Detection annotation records
__________________________________________________

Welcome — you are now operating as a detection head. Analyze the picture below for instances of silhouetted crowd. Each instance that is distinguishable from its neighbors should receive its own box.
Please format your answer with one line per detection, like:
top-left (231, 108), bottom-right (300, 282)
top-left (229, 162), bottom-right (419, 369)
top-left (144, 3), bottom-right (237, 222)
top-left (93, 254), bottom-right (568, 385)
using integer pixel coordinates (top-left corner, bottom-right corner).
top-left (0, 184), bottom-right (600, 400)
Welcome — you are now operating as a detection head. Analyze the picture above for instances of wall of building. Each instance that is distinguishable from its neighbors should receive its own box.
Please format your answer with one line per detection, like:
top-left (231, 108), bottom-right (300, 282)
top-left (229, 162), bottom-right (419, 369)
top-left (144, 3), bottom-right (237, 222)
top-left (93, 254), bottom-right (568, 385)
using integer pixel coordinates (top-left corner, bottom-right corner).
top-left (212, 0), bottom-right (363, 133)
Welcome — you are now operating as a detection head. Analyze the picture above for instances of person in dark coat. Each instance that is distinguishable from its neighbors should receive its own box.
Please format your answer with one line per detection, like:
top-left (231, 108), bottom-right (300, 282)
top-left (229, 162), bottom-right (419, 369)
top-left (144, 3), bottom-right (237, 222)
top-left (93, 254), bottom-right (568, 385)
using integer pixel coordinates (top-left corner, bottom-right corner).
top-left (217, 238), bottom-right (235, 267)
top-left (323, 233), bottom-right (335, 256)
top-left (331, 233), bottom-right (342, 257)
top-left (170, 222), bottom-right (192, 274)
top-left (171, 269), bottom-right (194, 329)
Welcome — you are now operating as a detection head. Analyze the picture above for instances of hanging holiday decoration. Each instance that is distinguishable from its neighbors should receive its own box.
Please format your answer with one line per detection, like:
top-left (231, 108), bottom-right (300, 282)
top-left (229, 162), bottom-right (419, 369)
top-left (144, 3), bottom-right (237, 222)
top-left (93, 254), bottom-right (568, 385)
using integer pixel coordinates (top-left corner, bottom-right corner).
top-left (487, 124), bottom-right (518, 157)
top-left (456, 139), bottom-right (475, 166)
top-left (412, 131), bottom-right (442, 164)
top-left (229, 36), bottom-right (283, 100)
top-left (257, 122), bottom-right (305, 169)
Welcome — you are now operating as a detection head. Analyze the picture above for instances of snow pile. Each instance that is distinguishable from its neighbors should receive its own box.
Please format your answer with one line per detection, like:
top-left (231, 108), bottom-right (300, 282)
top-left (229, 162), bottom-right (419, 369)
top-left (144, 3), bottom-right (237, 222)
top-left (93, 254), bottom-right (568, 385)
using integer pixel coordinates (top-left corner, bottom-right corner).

__________________________________________________

• **WRITTEN TASK**
Convert the lines from the start of the records through the line containing "top-left (171, 269), bottom-right (194, 329)" into a JSON list of strings, one per line, with blank lines omitted.

• **EXPECTED OUTPUT**
[
  "Welcome — you are now operating as a detection head. Analyze the picture below for instances of silhouetted crowd. Each instance that is distinguishable from its neighbors should receive its own box.",
  "Please format your answer with one line per detection, like:",
  "top-left (231, 108), bottom-right (300, 282)",
  "top-left (229, 162), bottom-right (419, 369)",
  "top-left (144, 3), bottom-right (237, 222)",
  "top-left (93, 254), bottom-right (568, 385)",
  "using integer pixel coordinates (top-left corner, bottom-right corner).",
  "top-left (0, 184), bottom-right (600, 400)",
  "Welcome — you are now operating as a detection head. Analyze the picture above for instances of wall of building. Each instance that is distinguishable from its neighbors should receive its own box.",
  "Please format your answer with one line per detection, like:",
  "top-left (231, 108), bottom-right (300, 282)",
  "top-left (229, 162), bottom-right (419, 369)",
  "top-left (144, 3), bottom-right (237, 222)",
  "top-left (93, 254), bottom-right (568, 385)",
  "using integer pixel coordinates (top-left corner, bottom-right corner).",
  "top-left (212, 0), bottom-right (363, 133)",
  "Welcome — you are now operating as a detection head. Analyze the picture above for instances of person in dark coat. Each instance that is distinguishable from its neighbors should receive its own box.",
  "Please format your answer with one line per detection, like:",
  "top-left (231, 108), bottom-right (300, 282)",
  "top-left (229, 162), bottom-right (419, 369)",
  "top-left (144, 3), bottom-right (237, 222)",
  "top-left (93, 254), bottom-right (568, 385)",
  "using integer pixel coordinates (top-left corner, bottom-right corner).",
  "top-left (217, 238), bottom-right (235, 267)",
  "top-left (323, 233), bottom-right (335, 256)",
  "top-left (331, 233), bottom-right (342, 257)",
  "top-left (170, 222), bottom-right (192, 274)",
  "top-left (171, 269), bottom-right (194, 329)"
]